* **INSTRUCTIONS**:
A: Can you write out, word for word, the passage of the entropy-matching review from "2. As far as" to "this conceptual basis?"?
B: How would the entropy-matching review go on after its final paragraph? Supply the next part.

* **DOCUMENT EXTRACT**:
## BEGIN

Problem-dependent Quantum Circuit Design Based on Entropy Matching

• It seems that the authors uses the linear entropy in a more heuristic way with few theoretical justicfications. Could the authors explain more about why to use the linear entropy, not other measure like Renyi entropy? For instance, could the authors provide a a comparative analysis between linear entropy and Renyi entropy to show the advantages for variational quantum circuit design?
• In the experimental results section, more details could be provided. For example, could the authors explain more about how they compute the average linear entropy mentioned in line 367? A step-by-step description of how the average linear entropy was calculated, including any preprocessing of the MNIST data will be helpful for better understanding. Also, could the author provide more details about the experiments in section 4.2 about the training process? For example, it would be helpful if the authors could explain the optimization algorithm used, number of iterations, and how the error rates were calculated in these experiments.
• The writing and presentations in the submission could be improved. For example, in section 3.3 "DETERMINING THE OPTIMAL CIRCUIT DEPTH BASED ON ENTROPY MATCHING", it would be helpful to provide more diagrams to show the overall methodology and strategy for the entropy matching. Also, there are some typos, see the question part for more details.

1. The manuscript provides limited information, as its 9 pages focus primarily on a single concept: linking the trace of the quantum state to the expressivity of the ansatz. This approach lacks depth and leaves much to be desired in terms of exploration of new ideas or techniques.

2. As far as I understand, the trace of a quantum state remains constant under unitary transformations unless the system interacts with an external environment. For any valid quantum state, the trace should remain 1, regardless of its distribution. Generally, the expressivity of a quantum ansatz relates to its ability to span the Hilbert space and requires the ansatz to remain unitary. It is unclear how the authors justify using entropy to assess expressivity, as entropy typically measures non-unitary characteristics. In particular, considering the quantum ansatz illustrated in Figure 2, it’s confusing where non-unitary transformations might be involved. Could the authors clarify this conceptual basis?

## END

Excerpt from a dataset:
## BEGIN

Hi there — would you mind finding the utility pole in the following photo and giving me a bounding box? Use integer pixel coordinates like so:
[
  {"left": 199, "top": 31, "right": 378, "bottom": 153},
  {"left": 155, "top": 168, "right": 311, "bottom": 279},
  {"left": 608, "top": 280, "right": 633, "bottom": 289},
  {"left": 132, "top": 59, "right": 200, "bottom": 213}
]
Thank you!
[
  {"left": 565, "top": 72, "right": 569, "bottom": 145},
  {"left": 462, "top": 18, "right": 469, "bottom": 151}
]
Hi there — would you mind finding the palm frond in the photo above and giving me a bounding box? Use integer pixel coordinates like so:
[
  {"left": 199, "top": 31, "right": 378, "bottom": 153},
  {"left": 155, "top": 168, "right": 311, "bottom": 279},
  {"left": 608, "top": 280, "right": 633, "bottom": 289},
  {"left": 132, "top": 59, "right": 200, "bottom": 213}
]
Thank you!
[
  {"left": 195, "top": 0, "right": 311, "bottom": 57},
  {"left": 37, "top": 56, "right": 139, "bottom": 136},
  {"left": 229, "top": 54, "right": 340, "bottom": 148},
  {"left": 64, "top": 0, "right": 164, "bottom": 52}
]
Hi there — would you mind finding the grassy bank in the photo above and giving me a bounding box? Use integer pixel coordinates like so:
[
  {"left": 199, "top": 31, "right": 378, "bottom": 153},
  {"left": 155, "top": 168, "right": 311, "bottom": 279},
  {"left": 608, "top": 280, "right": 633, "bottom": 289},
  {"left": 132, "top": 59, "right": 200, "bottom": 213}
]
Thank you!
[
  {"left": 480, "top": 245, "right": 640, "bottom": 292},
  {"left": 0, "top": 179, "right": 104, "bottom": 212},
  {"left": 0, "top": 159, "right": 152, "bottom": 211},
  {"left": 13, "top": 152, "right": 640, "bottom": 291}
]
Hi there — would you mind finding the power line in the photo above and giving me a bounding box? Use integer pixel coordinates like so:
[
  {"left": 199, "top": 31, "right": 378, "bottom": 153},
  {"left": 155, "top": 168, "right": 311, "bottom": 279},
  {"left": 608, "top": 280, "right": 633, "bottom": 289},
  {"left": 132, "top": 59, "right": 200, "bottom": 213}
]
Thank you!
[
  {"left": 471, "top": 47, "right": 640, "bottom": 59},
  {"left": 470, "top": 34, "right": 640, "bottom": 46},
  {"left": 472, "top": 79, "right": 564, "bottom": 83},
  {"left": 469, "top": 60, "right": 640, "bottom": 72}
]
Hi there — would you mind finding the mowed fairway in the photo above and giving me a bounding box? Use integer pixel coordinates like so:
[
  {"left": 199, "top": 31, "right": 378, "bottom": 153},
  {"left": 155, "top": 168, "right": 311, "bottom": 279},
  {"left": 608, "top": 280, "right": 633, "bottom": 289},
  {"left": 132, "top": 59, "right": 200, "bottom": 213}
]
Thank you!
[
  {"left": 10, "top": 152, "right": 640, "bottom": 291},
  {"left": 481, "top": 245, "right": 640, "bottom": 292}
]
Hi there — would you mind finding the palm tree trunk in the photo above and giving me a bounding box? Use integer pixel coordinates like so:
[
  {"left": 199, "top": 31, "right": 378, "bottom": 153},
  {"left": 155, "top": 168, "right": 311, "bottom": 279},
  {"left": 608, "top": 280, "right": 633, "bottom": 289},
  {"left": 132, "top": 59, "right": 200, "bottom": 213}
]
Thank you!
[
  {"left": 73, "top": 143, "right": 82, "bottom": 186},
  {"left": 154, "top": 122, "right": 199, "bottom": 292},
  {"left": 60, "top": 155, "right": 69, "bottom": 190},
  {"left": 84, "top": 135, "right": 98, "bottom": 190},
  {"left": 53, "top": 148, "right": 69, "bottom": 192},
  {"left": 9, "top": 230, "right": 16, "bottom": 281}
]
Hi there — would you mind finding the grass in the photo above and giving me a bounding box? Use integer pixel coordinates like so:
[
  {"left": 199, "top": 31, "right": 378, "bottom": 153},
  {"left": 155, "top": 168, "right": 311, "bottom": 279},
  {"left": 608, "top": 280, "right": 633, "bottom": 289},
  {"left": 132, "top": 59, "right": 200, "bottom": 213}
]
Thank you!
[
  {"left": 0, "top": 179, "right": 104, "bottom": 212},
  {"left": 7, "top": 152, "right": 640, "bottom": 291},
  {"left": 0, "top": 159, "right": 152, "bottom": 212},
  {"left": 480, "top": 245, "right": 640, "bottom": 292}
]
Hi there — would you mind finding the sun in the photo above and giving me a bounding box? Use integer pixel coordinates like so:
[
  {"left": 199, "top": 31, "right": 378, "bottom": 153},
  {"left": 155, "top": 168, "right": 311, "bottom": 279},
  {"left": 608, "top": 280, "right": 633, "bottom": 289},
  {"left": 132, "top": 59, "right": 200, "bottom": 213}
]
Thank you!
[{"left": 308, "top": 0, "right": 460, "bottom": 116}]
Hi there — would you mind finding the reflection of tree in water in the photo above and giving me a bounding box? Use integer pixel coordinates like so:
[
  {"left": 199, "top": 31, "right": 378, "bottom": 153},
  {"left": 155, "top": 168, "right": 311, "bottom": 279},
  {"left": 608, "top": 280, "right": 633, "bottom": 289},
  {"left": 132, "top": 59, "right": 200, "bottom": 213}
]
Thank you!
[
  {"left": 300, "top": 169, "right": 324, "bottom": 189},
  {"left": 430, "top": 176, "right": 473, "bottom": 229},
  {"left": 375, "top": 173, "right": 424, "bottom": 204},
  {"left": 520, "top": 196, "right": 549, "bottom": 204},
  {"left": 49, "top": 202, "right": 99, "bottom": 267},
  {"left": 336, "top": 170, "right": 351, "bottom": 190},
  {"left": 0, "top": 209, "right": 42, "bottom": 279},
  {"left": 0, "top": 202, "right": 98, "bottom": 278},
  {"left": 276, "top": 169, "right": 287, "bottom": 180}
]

## END

* **REPLIES**:
A:
2. As far as I understand, the trace of a quantum state remains constant under unitary transformations unless the system interacts with an external environment. For any valid quantum state, the trace should remain 1, regardless of its distribution. Generally, the expressivity of a quantum ansatz relates to its ability to span the Hilbert space and requires the ansatz to remain unitary. It is unclear how the authors justify using entropy to assess expressivity, as entropy typically measures non-unitary characteristics. In particular, considering the quantum ansatz illustrated in Figure 2, it’s confusing where non-unitary transformations might be involved. Could the authors clarify this conceptual basis?

B:
3. The experimental section lacks essential details. It is unclear whether the experiments were conducted on a quantum device or simulated on a classical computer. If simulations were performed, was circuit noise considered? Furthermore, the dotted line in Figure 3 is ambiguous; why does it indicate that layers 9 and 10 yield the best results? Additionally, the MNIST dataset includes images of digits 0–9, not +1 and -1. How was amplitude encoding performed as described, and what was the fidelity of state preparation?

4. The quantum circuit $V(\theta)$ should be a unitary matrix for a 10-qubit system. Therefore, it is unclear how $V(\theta)^\dagger$ could be applied directly to single-qubit states $|0\rangle$ and $|1\rangle$. This application requires further explanation to ensure consistency with the properties of unitary operators.

5. The manuscript’s technical writing lacks precision. Equations, numbers, and variables should be formatted in LaTeX math mode (e.g., "28x28" on line 362, $\psi$in and $\psi$out on line 371, and instances of L in section 4.2). Additionally, line 344 mentions "The entropy curves for states labeled +1 and -1 ..." prematurely, as it relates to content in the following section. The figures lack proper captions and do not clearly label the x- and y-axes, making it difficult to interpret the results effectively.

Linear entropy only considers one-qubit gates. To assess the power/complexity of a VQC, entanglement capabilities are essential as well. More metrics are needed to give a full picture of VQC's expressivity and computational power. For example, the Meyer-Wallach (MW) entanglement Q-measure [1] can be used to quantify the global entanglement measure of pure-state qubits entanglement.

Only one evaluation of a small subset of MNIST images are performed. More evaluations with a variety of dataset on real quantum hardware are needed to prove the robustness. MNIST images only consider binary image classification, which is a small subset of quantum machine learning applications. VQCs have other applications such as finding the ground state energy of molecules in quantum chemistry and portfolio optimization in finance. Testing the framework’s scalability and generalization to common quantum applications will further prove its feasibility. Including randomized benchmarking will also verify the validity.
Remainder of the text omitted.